- _Pasaje del documento_:

Está cayendo el sol, que en la Patagonia tarda una eternidad en el verano, cuando finalmente nos llaman para embarcar. En el embarque veo una mayoría clara de británicos, que asumo isleños aunque de a poco voy descubriendo que no necesariamente lo son. También veo chinos, rusos, un uruguayo, un peruano, y sé que somos al menos dos argentinos. Demoramos fuera pero también dentro del avión por un “pin de seguridad que no podemos encontrar”, como serenísimamente anuncia el capitán para explicar por qué no despegamos. Recién a las 21:36, casi medio día después de la hora prevista, el avión despega hacia las Islas Malvinas.
El viento en el avión es tremendo, siento adrenalina. Recuerdo varias escenas previas a catástrofes aéreas de Mayday, un programa que tiene 23 temporadas que yo he visto en su totalidad, y pienso que voy a morir: el viento nos va a tirar para arriba y vamos a entrar en pérdida, el “pin” desconocido va a hacer que se abra una puerta y salgamos todos volando, qué sé yo. Pero debo ser solamente medio boludo, porque una vez en el aire todos los anuncios de la tripulación se hacen con la cadencia más normal del mundo. Cualquier problema que podría haber habido estuvo solamente en mi cabeza.

- _Datos registrados_:

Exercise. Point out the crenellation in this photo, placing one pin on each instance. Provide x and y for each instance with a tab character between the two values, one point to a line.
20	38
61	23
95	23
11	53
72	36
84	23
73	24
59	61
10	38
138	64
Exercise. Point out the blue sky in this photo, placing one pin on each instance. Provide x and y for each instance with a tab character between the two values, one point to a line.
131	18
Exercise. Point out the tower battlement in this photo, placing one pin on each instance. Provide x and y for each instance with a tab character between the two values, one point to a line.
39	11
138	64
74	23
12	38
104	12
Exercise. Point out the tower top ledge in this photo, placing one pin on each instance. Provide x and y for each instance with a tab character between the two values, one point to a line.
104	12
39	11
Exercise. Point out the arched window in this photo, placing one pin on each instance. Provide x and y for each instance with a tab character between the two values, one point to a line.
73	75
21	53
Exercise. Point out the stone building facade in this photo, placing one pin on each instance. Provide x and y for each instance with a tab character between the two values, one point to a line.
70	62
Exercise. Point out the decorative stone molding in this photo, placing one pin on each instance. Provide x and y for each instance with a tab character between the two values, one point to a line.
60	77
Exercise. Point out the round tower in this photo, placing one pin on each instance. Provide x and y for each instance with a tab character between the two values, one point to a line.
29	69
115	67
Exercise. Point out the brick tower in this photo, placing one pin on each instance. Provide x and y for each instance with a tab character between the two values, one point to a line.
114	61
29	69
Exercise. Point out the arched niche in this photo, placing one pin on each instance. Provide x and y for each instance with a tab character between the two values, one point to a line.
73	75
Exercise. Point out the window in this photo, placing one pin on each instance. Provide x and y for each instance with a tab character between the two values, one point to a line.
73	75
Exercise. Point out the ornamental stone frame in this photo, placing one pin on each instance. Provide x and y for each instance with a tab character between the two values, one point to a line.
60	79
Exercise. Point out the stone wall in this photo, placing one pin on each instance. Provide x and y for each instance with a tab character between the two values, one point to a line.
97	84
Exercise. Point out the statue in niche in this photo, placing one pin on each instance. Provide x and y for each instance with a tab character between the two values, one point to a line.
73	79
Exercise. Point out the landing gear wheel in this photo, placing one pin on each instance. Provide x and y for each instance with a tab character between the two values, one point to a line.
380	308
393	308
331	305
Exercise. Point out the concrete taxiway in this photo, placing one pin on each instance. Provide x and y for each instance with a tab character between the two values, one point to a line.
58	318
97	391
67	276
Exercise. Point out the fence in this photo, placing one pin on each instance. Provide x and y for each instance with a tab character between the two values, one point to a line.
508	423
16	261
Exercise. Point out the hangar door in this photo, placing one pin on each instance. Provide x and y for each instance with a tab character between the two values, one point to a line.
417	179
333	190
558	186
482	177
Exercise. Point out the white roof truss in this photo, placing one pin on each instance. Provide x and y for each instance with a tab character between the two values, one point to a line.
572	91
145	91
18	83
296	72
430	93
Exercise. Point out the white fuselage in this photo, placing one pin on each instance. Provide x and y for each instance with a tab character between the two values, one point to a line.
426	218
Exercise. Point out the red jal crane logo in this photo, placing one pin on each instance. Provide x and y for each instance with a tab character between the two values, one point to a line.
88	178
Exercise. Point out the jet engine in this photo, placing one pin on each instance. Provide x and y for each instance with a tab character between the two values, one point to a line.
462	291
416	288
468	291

- _Tareas a realizar_:
**A)** Indica si cada afirmación concuerda con el pasaje sobre el vuelo a las Malvinas. Responde sí o no y cita las palabras del pasaje que lo deciden: (i) El avión despegó a las 21:36. (ii) El narrador era el único argentino a bordo. (iii) Los anuncios de la tripulación sonaban alarmados.
**B)** Según el pasaje sobre el vuelo a las Malvinas, ¿cuántas temporadas tiene el programa Mayday?
**C)** Prosigue el pasaje sobre el vuelo a las Malvinas a partir de su última oración.

- _Respuestas por tarea_:
**A)**
(i) Sí: "Recién a las 21:36, casi medio día después de la hora prevista, el avión despega hacia las Islas Malvinas."
(ii) No: "sé que somos al menos dos argentinos."
(iii) No: "todos los anuncios de la tripulación se hacen con la cadencia más normal del mundo."

**B)** Tiene 23 temporadas.

**C)**
Alrededor de las once de la noche aterrizamos, finalmente, en la base militar Mount Pleasant. Lo único que hay al lado de nuestro avión es otro de la Royal Air Force. Un cartel en la entrada del aeropuerto nos recuerda que no está permitido tomar fotografías y que debemos sacarnos cualquier tipo de gorro que tape la cabeza. Nos escoltan, para entrar al aeropuerto-base, dos policías vestidos exactamente igual (y con los mismos tipos de sombreros) que sus colegas en Londres o en cualquier parte del Reino Unido; uno de ellos tiene, de hecho, un uniforme que dice “Scotland Police”. Se siente rarísimo y es exactamente lo que vine a ver, pero esta también es una realidad en América del Sur.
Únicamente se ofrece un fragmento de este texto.